Au sens large (retenu par la jurisprudence) selon le droit commun général qui donne une large portée à l’article 555 du Code civil : sont tiers, tous ceux qui ne sont pas propriétaires du terrain (possesseur à titre de propriétaire, détenteur réel…).

Selon le droit commun supplétif, l’article 555 sera écarté chaque fois qu’un texte ou une convention aura réglé la question. Ainsi l’article 555 du code civil ne s’applique pas pour le contrat d’emphytéose, le bail commercial qui sont desEx: conventions qui règlent expressément le sort des constructions ou des plantations qui seraient faites par un non propriétaire sur le sol du propriétaire (les parties anticipent le problème).


Problème : que se passe-t-il quand on n’a pas anticipé ?

Le propriétaire et le planteur sont liés par un contrat, mais ils ne prévoient pas le sort d’éventuelles constructions ou plantations. Deux présentations possibles du phénomène. En jurisprudence : on considère que l’article 555 s’appliquait chaque fois qu’il n’y a pas de solution.

Le constructeur n’est pas un tiers, donc on ne peut pas lui appliquer l’article 555 du Code civil. Il faut trouver une solution équilibrée en s’inspirant du principe de l’article 555.
Le cocontractant est un tiers parce qu’on retient une conception large de la notion de tiers. Donc, ici, si le contractant est un tiers, il y aura application de l’article 555.



2. Mécanisme de l’article 555 du Code civil

Par le phénomène de l’accession, la propriété du terrain va s’étendre sur les constructions ou plantations faites par quelqu’un d’autre => c’est une sorte de phénomène d’aspiration.
Mais ces accessoires n’ayant pas été mis par le propriétaire, celui-ci peut refuser le jeu de l’accession :

1ère possibilité : garder la construction :
Le propriétaire laisse l’accession se faire. Il doit dès lors rembourser le prix des accessoires. Il a un choix sur la somme à rembourser (article 555 al.3) il peut :
– rembourser la plus value procurée au fond par implantation de l’accessoire,
– rembourser le coût des matériaux et de la main d’œuvre (à la date de remboursement).
Il y a un souci d’équité. L’indemnité suit le mécanisme de la dette de valeur : on va regarder quelle valeur cela représente et on va actualiser cette valeur. Mais on donne l’avantage au propriétaire, on lui permet de choisir entre ces 2 sommes (la + faible normalement).


2e possibilité : refuser l’accession
La loi lui permet d’exiger l’enlèvement par celui qui a implanté ces accessoires, au frais du constructeur/planteur. Ce dernier ne peut demander aucune indemnité. Le constructeur pourra même demander réparation du préjudice qui en découle.
-> cela semble injuste si le constructeur/planteur était de bonne foi (s’il croyait être propriétaire du sol, s’il a acquis a non domino, si le titre vient à être annulé ou résolu).

^^^^^^^^

• Consignes:
(A) D'après l'extrait sur l'article 555 du Code civil, que la loi permet-elle au propriétaire d'exiger lorsqu'il refuse l'accession ?
(B) Énumérez les situations que l'extrait sur l'article 555 du Code civil indique entre parenthèses pour illustrer la bonne foi du constructeur ou du planteur.
(C) Reproduisez fidèlement le passage de l'extrait sur l'article 555 du Code civil compris entre "Il y a un souci" et "(la + faible normalement).", ces deux segments inclus.

[Enregistrements d'annotation par points]
^^^^^^^^

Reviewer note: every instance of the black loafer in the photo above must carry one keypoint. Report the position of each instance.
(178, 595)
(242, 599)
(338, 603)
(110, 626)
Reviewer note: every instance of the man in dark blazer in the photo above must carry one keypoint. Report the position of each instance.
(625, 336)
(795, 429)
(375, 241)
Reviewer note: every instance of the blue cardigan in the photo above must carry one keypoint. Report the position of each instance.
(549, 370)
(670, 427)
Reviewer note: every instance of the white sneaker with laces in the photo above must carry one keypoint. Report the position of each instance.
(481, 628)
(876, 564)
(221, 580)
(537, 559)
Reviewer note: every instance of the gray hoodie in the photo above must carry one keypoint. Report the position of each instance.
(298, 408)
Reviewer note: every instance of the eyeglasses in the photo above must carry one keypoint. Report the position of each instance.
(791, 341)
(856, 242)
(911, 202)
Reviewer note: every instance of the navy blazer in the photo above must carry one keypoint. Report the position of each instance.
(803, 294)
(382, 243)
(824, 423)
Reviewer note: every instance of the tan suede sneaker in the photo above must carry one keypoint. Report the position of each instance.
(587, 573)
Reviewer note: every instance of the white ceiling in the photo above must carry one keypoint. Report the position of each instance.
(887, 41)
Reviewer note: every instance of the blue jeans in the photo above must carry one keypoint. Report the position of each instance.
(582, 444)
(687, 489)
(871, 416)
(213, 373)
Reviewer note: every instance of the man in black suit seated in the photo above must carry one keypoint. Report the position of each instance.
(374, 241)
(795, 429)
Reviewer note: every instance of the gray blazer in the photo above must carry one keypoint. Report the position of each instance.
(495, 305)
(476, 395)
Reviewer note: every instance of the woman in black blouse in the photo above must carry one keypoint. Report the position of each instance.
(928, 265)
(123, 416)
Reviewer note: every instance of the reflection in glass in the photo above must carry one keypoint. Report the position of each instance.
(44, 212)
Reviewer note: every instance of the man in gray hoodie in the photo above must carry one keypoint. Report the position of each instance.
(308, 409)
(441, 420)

^^^^^^^^

• Réponses:
(A) Il peut exiger l'enlèvement des accessoires par celui qui les a implantés, aux frais du constructeur ou du planteur.

(B)
- s'il croyait être propriétaire du sol
- s'il a acquis a non domino
- si le titre vient à être annulé ou résolu

(C)
Il y a un souci d’équité. L’indemnité suit le mécanisme de la dette de valeur : on va regarder quelle valeur cela représente et on va actualiser cette valeur. Mais on donne l’avantage au propriétaire, on lui permet de choisir entre ces 2 sommes (la + faible normalement).